* _Record set_

§ §

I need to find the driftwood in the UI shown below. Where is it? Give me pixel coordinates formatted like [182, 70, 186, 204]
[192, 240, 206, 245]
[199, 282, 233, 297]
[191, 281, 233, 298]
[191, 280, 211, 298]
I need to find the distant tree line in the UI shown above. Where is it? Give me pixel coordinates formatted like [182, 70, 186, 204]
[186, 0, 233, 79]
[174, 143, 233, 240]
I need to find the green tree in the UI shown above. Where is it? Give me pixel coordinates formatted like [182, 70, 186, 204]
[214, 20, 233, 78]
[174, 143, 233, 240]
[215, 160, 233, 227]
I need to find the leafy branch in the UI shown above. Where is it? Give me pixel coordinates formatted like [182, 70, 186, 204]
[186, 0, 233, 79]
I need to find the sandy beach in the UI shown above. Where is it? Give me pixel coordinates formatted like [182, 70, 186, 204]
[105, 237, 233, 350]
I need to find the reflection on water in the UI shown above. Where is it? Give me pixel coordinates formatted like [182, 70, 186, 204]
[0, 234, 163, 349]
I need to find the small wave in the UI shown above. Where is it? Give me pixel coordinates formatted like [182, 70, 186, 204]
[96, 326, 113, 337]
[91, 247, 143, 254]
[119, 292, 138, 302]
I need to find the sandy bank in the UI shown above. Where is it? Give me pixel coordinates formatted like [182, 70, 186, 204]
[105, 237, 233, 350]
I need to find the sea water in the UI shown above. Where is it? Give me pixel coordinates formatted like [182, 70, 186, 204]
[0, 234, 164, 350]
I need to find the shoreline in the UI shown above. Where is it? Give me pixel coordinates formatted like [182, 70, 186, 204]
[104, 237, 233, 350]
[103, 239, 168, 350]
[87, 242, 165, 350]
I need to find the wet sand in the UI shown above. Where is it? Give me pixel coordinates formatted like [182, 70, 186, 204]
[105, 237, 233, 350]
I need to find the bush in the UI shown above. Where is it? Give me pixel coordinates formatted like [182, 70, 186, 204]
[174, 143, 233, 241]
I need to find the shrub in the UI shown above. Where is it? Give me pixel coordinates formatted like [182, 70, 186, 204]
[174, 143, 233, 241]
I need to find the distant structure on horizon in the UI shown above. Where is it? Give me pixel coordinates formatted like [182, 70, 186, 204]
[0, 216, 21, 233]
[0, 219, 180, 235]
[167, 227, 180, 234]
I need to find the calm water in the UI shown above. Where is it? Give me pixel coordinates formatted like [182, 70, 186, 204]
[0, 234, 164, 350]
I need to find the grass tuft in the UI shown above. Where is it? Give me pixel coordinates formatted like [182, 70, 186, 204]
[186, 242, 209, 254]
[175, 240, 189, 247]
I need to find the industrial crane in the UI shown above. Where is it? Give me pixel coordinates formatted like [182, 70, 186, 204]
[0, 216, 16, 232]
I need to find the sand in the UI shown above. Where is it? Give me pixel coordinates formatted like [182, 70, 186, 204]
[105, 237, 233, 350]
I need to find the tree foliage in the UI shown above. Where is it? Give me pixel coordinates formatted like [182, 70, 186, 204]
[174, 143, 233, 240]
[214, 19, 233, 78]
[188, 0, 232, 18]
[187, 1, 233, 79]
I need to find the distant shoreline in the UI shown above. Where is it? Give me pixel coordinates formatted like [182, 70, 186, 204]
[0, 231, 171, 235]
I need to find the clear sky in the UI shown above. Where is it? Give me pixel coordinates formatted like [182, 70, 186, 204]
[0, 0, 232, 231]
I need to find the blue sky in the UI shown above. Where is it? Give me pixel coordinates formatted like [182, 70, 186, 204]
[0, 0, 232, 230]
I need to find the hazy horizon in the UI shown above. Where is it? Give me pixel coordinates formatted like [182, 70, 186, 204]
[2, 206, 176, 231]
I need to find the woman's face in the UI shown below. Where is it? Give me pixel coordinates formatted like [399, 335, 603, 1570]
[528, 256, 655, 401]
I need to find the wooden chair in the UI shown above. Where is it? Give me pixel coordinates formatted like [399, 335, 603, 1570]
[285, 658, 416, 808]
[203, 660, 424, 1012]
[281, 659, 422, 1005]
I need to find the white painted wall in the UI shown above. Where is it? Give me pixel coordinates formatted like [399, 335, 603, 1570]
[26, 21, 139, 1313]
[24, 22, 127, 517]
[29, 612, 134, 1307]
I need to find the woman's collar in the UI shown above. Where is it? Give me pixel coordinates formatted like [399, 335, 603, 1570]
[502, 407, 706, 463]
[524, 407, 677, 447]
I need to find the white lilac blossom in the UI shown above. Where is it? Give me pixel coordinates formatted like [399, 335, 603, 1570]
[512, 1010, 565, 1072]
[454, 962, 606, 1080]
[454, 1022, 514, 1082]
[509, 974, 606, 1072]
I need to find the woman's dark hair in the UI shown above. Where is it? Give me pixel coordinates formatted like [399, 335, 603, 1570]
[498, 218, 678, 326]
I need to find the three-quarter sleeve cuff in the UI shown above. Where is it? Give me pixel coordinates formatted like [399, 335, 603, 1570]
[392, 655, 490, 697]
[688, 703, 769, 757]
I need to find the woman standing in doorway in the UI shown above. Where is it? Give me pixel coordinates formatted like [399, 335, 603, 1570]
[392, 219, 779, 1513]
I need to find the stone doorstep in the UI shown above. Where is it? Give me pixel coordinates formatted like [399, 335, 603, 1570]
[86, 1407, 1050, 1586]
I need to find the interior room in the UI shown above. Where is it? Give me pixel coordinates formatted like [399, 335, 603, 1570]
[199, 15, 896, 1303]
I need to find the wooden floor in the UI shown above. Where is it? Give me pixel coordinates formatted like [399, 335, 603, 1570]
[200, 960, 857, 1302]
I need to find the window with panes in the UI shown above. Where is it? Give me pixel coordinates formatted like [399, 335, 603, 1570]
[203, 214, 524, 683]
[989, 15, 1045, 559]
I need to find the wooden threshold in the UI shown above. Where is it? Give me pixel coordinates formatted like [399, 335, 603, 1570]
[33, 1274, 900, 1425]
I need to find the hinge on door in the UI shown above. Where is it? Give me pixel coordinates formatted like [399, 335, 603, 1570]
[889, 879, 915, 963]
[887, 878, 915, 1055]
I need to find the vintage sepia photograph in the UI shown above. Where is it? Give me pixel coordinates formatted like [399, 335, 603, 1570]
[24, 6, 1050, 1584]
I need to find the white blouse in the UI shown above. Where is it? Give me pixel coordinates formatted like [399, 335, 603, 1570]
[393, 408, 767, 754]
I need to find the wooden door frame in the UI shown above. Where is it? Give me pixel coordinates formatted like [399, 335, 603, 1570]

§ §

* _Problem requirements_
Your task is to retype all the records above with nothing left out.

* _Exercise response_
I need to find the driftwood in the UI shown below. Where is it? Give me pixel coordinates formatted like [182, 70, 186, 204]
[192, 240, 206, 245]
[199, 282, 233, 297]
[191, 281, 233, 298]
[191, 280, 211, 298]
I need to find the distant tree line in the UI shown above. Where is it? Give me pixel coordinates formatted like [182, 70, 186, 204]
[186, 0, 233, 79]
[174, 143, 233, 240]
I need to find the green tree in the UI shown above. Where is it? Give me pixel coordinates formatted like [182, 70, 186, 204]
[214, 20, 233, 78]
[174, 143, 233, 240]
[215, 160, 233, 227]
I need to find the leafy branch in the UI shown above. Where is it? Give me pixel coordinates formatted like [182, 70, 186, 204]
[186, 0, 233, 79]
I need to find the sandy beach in the UI shown above. Where is it? Give me pixel coordinates formatted like [182, 70, 186, 204]
[105, 237, 233, 350]
I need to find the reflection on water in the UI shown above. Where is it? Give me pixel coordinates formatted like [182, 70, 186, 204]
[0, 234, 163, 349]
I need to find the small wave in the UI shown above. Where is it? Give me pixel coordinates formatted like [182, 70, 186, 204]
[96, 326, 113, 337]
[91, 247, 143, 254]
[119, 292, 138, 302]
I need to find the sandy bank in the UI shown above. Where is it? Give me pixel coordinates formatted like [182, 70, 186, 204]
[105, 237, 233, 350]
I need to find the sea water in the UI shown above. Where is it? Give me pixel coordinates formatted like [182, 70, 186, 204]
[0, 234, 164, 350]
I need to find the shoreline in the UI shown above. Where is it? Give me pixel coordinates formatted like [182, 70, 186, 204]
[104, 237, 233, 350]
[103, 239, 168, 350]
[87, 242, 165, 350]
I need to find the wet sand in the UI shown above. Where is it? Give me pixel coordinates formatted like [182, 70, 186, 204]
[105, 237, 233, 350]
I need to find the bush in the UI shown above. Where is it? Give me pixel coordinates formatted like [182, 70, 186, 204]
[174, 143, 233, 241]
I need to find the shrub in the UI shown above. Where is it? Give me pixel coordinates formatted like [182, 70, 186, 204]
[174, 143, 233, 241]
I need to find the distant structure on horizon in the UI shown above. Where is it? Give me pixel coordinates formatted like [182, 70, 186, 204]
[0, 216, 21, 233]
[0, 219, 180, 235]
[167, 227, 180, 234]
I need to find the calm water in the UI shown above. Where is it? Give me pixel coordinates formatted like [182, 70, 186, 204]
[0, 234, 164, 350]
I need to find the grass tuft in the UI shown above. Where is it? Give me pixel coordinates formatted like [182, 70, 186, 204]
[186, 242, 209, 254]
[175, 240, 189, 247]
I need to find the industrial crane in the UI shown above. Where is it? Give me pixel coordinates formatted like [182, 70, 186, 204]
[0, 216, 16, 232]
I need to find the sand in the UI shown above. Where is it? Give me pixel coordinates formatted like [182, 70, 186, 204]
[105, 237, 233, 350]
I need to find the tree foliage in the UI shown above. Where is it? Give me pixel coordinates formatted like [182, 70, 186, 204]
[174, 143, 233, 240]
[214, 19, 233, 78]
[188, 0, 232, 18]
[187, 1, 233, 79]
I need to find the distant shoreline in the UI shown above. Where is it? Give me pixel coordinates formatted like [182, 70, 186, 204]
[0, 231, 171, 235]
I need to find the clear sky in the UI shown above. Where is it? Give me pixel coordinates formatted like [182, 70, 186, 204]
[0, 0, 232, 231]
I need to find the blue sky in the UI shown above. Where is it? Give me pixel coordinates formatted like [182, 70, 186, 204]
[0, 0, 232, 230]
I need to find the hazy horizon in the UI shown above. Where is it? Give me pixel coordinates formatted like [182, 70, 186, 204]
[2, 206, 176, 231]
I need to find the woman's face in the UI shown below. Where is it? Give me pixel coordinates formatted like [399, 335, 603, 1570]
[528, 256, 655, 401]
I need to find the wooden chair in the UI shown above. Where is it? Give me pixel coordinates formatted like [399, 335, 603, 1570]
[285, 658, 416, 808]
[203, 660, 424, 1012]
[281, 659, 422, 1005]
I need to find the white painted wall in the UI shown above. Where is it? Give me pixel coordinates formatted like [399, 335, 603, 1570]
[26, 21, 139, 1313]
[24, 22, 127, 517]
[29, 612, 134, 1307]
I need to find the woman's collar in the UI shown above. Where is it? Give me pixel coordinates formatted like [399, 335, 603, 1570]
[502, 407, 706, 463]
[524, 407, 677, 447]
I need to find the white lilac blossom in the UI shown above. Where is it? Give me pixel coordinates formatted like [399, 335, 603, 1570]
[512, 1010, 565, 1072]
[454, 962, 606, 1080]
[454, 1022, 514, 1082]
[509, 974, 606, 1072]
I need to find the woman's dark hair in the UI shown above. Where is it? Give me pixel coordinates formatted like [399, 335, 603, 1570]
[498, 218, 678, 326]
I need to find the three-quarter sleeve cuff in the UI shown above. Where is it? Give me pixel coordinates formatted like [399, 335, 603, 1570]
[392, 655, 490, 697]
[688, 703, 769, 757]
I need to find the woman standing in doorway in the UI shown above. Where is it? Give me pixel coordinates formatted like [399, 335, 603, 1570]
[392, 219, 779, 1513]
I need to find the stone doorstep in the UI shown above. Where is it? Give me pixel coordinates formatted like [399, 335, 603, 1570]
[86, 1407, 1050, 1586]
I need to find the interior room in the UI shown above. Where is it? Give me pixel coordinates formatted like [399, 335, 603, 1570]
[199, 15, 896, 1303]
I need to find the wooden floor in the UI shown above. Where is it? Give me pixel coordinates formatted like [399, 335, 603, 1570]
[200, 960, 857, 1302]
I need to find the window with panes in the UI shown above. Where is it? Give me pixel coordinates formatted like [399, 335, 603, 1570]
[203, 214, 524, 683]
[989, 15, 1045, 559]
I need to find the wooden threshold in the UI shown above. Where is it? Give me pixel coordinates formatted like [399, 335, 603, 1570]
[33, 1274, 900, 1425]
I need to find the hinge on door in the UI shown above. Where is it? Give me pixel coordinates formatted like [399, 335, 603, 1570]
[889, 879, 915, 963]
[887, 878, 915, 1055]
I need to find the vintage sepia photograph in the UI shown above. Where is it? Give me pixel coordinates formatted like [399, 335, 603, 1570]
[24, 6, 1050, 1584]
I need to find the white blouse in the UI shown above. Where is it? Give me pixel coordinates formatted like [399, 335, 603, 1570]
[393, 408, 767, 754]
I need to find the wooden door frame in the UI shown above. Where is it? Give me pixel coordinates formatted like [399, 335, 603, 1570]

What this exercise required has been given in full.